··· Section du document

Ce contingent est souvent plus considérable dans les recueils populaires illustrés dont les romans anglais ou américains ont fait en partie, à l'origine, la fortune. La même faveur les a accueillis quelquefois dans les journaux quotidiens, et, en dehors de la presse périodique, on a vu les plus populaires des romans étrangers, comme la Case de l'oncle Tom, être l'objet de trois et quatre traductions françaises à la fois. Une grande collection est ouverte d'une manière permanente aux chefs-d'œuvre de cet ordre, sous le titre de Bibliothèque des meilleurs romans étrangers: elle se compose aujourd'hui d'une centaine de volumes, représentant les œuvres les plus diverses d'auteurs de toutes les nations, depuis Ainsworth, dans l'ordre alphabétique, jusqu'à Zschokke. Les auteurs contemporains y dominent, entre autres Mrs Beecher Stowe, sir Lytton Bulwer, miss Cummins, miss Currer Bell, M. Ch. Dickens, M. Disraeli, M. Freytag, Lady Fullerton, M. Van Lennep, Mrs Ann Stephens, MM. Thackeray, Tourgueneff, Mrs Trollope, etc. Les écrivains de la littérature anglaise

1. In-12. Lahure et Cie.

······
··· Jeu de données

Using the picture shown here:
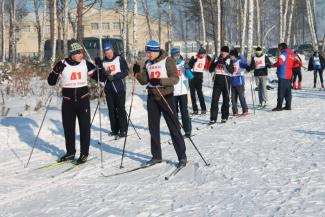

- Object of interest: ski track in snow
[0,68,325,217]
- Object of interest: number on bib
[70,72,81,81]
[150,71,160,79]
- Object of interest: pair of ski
[34,157,96,178]
[101,160,185,180]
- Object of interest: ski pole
[120,76,136,169]
[251,73,255,115]
[25,94,53,168]
[156,86,210,166]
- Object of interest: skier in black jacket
[48,41,97,164]
[95,43,129,137]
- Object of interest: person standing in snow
[48,40,98,164]
[171,48,193,137]
[230,49,249,116]
[308,51,325,88]
[95,42,129,137]
[272,43,295,111]
[250,47,272,107]
[209,46,234,124]
[133,40,187,166]
[292,51,302,89]
[188,48,211,115]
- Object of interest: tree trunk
[39,0,47,62]
[141,0,152,40]
[77,0,84,42]
[34,0,42,61]
[9,0,17,66]
[286,0,295,46]
[306,0,318,50]
[99,0,104,59]
[255,0,262,45]
[132,0,138,58]
[279,0,284,43]
[62,0,70,56]
[199,0,207,47]
[50,0,57,67]
[123,0,128,58]
[322,33,325,53]
[240,0,248,53]
[247,0,254,63]
[1,0,6,62]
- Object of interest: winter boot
[58,153,74,162]
[76,154,88,165]
[146,158,162,166]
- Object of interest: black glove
[133,63,141,74]
[95,57,103,68]
[149,78,160,86]
[53,61,67,74]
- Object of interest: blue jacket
[231,55,249,87]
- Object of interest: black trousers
[292,68,302,83]
[210,75,231,121]
[190,72,207,111]
[231,85,248,114]
[174,94,192,134]
[277,78,292,108]
[147,94,186,160]
[314,69,323,84]
[62,97,90,155]
[105,91,128,133]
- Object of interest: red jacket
[292,53,302,69]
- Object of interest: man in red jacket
[292,51,302,89]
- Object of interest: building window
[20,25,30,32]
[113,22,120,30]
[103,23,109,30]
[91,23,98,30]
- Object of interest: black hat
[255,47,262,51]
[221,46,229,53]
[198,47,207,54]
[278,43,288,50]
[229,49,238,58]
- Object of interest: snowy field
[0,67,325,217]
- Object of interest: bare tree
[240,0,248,53]
[9,0,17,65]
[199,0,207,47]
[247,0,254,62]
[50,0,57,66]
[132,0,138,57]
[306,0,318,50]
[141,0,152,40]
[1,0,6,62]
[62,0,70,56]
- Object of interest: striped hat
[170,47,181,57]
[69,39,83,56]
[145,40,160,52]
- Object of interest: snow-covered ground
[0,67,325,217]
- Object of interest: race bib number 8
[70,72,81,81]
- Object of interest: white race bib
[146,57,168,87]
[193,57,206,72]
[103,56,121,75]
[60,60,88,88]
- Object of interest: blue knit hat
[170,47,181,57]
[145,40,160,52]
[103,42,113,52]
[69,39,83,56]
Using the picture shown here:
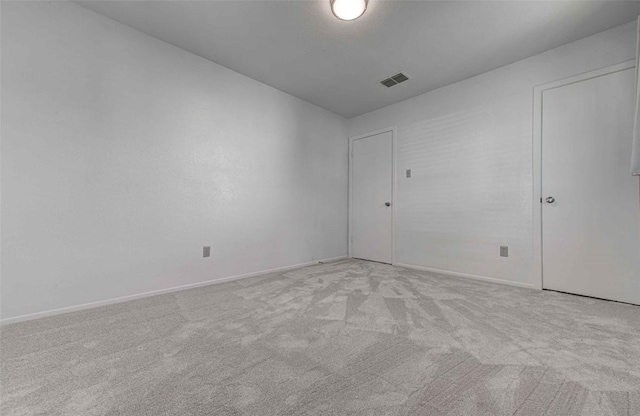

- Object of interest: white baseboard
[394,263,535,289]
[0,256,347,325]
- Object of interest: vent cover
[380,72,409,88]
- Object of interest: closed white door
[351,131,393,263]
[542,68,640,304]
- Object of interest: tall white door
[351,131,393,263]
[542,68,640,304]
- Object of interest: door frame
[347,126,397,264]
[533,59,636,290]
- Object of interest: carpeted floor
[0,260,640,416]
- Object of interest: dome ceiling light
[329,0,369,21]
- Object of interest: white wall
[1,1,347,322]
[348,19,636,285]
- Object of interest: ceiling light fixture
[329,0,369,20]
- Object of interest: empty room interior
[0,0,640,416]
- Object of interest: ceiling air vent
[380,72,409,88]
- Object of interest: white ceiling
[77,0,640,117]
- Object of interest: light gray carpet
[0,260,640,416]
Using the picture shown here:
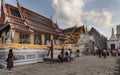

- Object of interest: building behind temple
[78,27,107,52]
[62,25,85,45]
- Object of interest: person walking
[118,48,120,56]
[6,49,13,72]
[97,47,101,58]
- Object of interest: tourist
[58,52,63,62]
[65,50,70,61]
[97,47,101,58]
[6,49,13,72]
[76,49,80,57]
[118,48,120,56]
[103,49,107,58]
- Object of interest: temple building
[62,25,85,44]
[0,0,63,67]
[77,27,107,52]
[0,0,61,45]
[0,0,83,67]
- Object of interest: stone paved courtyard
[0,56,120,75]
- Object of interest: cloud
[52,0,84,26]
[52,0,113,28]
[84,10,113,28]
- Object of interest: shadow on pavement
[114,57,120,75]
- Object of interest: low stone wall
[0,49,46,67]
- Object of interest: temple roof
[62,26,84,34]
[1,4,61,35]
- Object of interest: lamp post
[59,36,65,59]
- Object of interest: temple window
[34,34,42,45]
[20,34,30,44]
[10,8,21,18]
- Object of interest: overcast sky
[6,0,120,37]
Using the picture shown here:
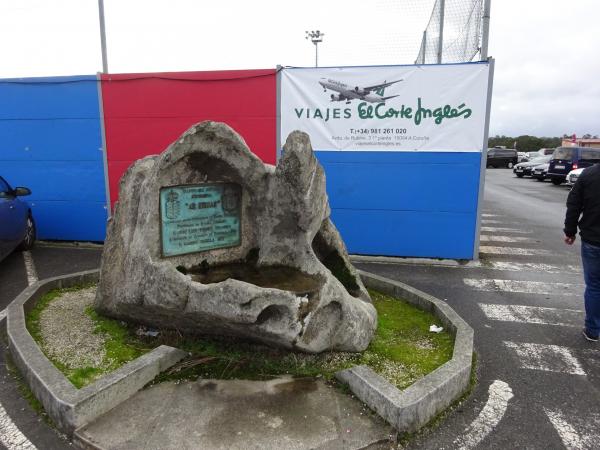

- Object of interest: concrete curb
[6,270,186,436]
[336,271,473,432]
[350,255,483,268]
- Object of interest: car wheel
[19,215,36,250]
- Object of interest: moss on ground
[25,284,152,389]
[27,291,454,389]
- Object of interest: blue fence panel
[317,151,481,259]
[0,76,107,241]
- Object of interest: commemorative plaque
[160,183,242,256]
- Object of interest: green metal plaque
[160,183,242,256]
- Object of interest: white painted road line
[484,261,582,274]
[504,341,585,376]
[479,234,535,243]
[479,303,585,327]
[453,380,513,450]
[481,227,531,234]
[463,278,583,296]
[0,404,37,450]
[23,251,38,286]
[544,408,600,450]
[481,219,514,225]
[479,245,551,256]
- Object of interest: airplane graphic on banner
[319,78,402,104]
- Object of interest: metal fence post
[481,0,492,61]
[98,0,108,73]
[438,0,446,64]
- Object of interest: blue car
[0,177,35,261]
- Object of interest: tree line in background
[488,134,598,152]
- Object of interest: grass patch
[25,283,153,389]
[27,291,454,389]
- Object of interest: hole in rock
[312,227,360,297]
[256,305,290,324]
[188,263,323,295]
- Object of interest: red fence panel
[101,69,277,205]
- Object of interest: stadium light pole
[305,30,325,67]
[98,0,108,73]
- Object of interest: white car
[566,167,585,186]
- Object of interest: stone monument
[95,122,377,352]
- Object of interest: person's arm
[563,173,585,245]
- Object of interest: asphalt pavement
[0,169,600,449]
[358,169,600,449]
[0,243,102,450]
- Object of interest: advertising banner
[280,62,489,152]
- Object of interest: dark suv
[487,148,519,169]
[547,147,600,185]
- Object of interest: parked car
[513,155,552,178]
[0,177,35,260]
[536,148,556,156]
[566,169,585,186]
[487,148,518,169]
[548,147,600,185]
[531,163,550,181]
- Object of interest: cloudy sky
[0,0,600,136]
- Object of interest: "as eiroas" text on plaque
[160,183,242,256]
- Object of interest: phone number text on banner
[281,63,489,152]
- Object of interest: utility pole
[98,0,108,73]
[481,0,492,61]
[438,0,446,64]
[305,30,325,67]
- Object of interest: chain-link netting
[415,0,483,64]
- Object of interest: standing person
[564,164,600,342]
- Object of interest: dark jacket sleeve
[563,173,585,237]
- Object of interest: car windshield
[581,148,600,161]
[552,147,574,160]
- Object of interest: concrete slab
[74,377,395,450]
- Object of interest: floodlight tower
[305,30,325,67]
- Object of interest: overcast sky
[0,0,600,136]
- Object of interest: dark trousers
[581,241,600,336]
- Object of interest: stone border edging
[6,270,186,436]
[335,270,473,432]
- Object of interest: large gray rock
[95,122,377,352]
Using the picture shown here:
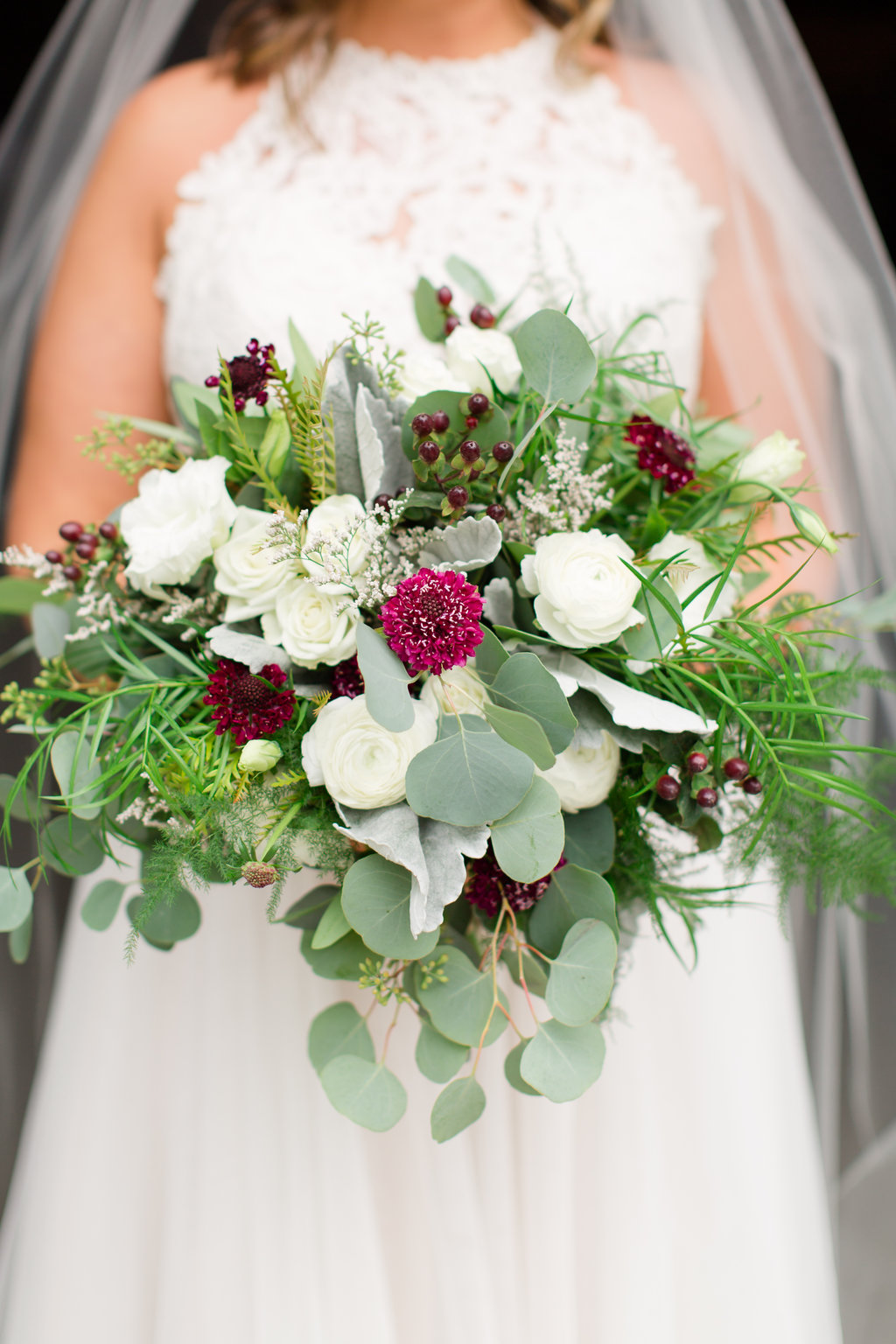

······

Consigne:
Dans l'extrait sur les romans étrangers, pourquoi la Bibliothèque des meilleurs romans étrangers est-elle décrite comme allant d'Ainsworth jusqu'à Zschokke ? Répondez en une à trois phrases.

Tâche réalisée:
Les auteurs y sont considérés dans l'ordre alphabétique. Ainsworth ouvre donc la liste et Zschokke la ferme, ce qui montre l'étendue d'une collection qui réunit des auteurs de toutes les nations.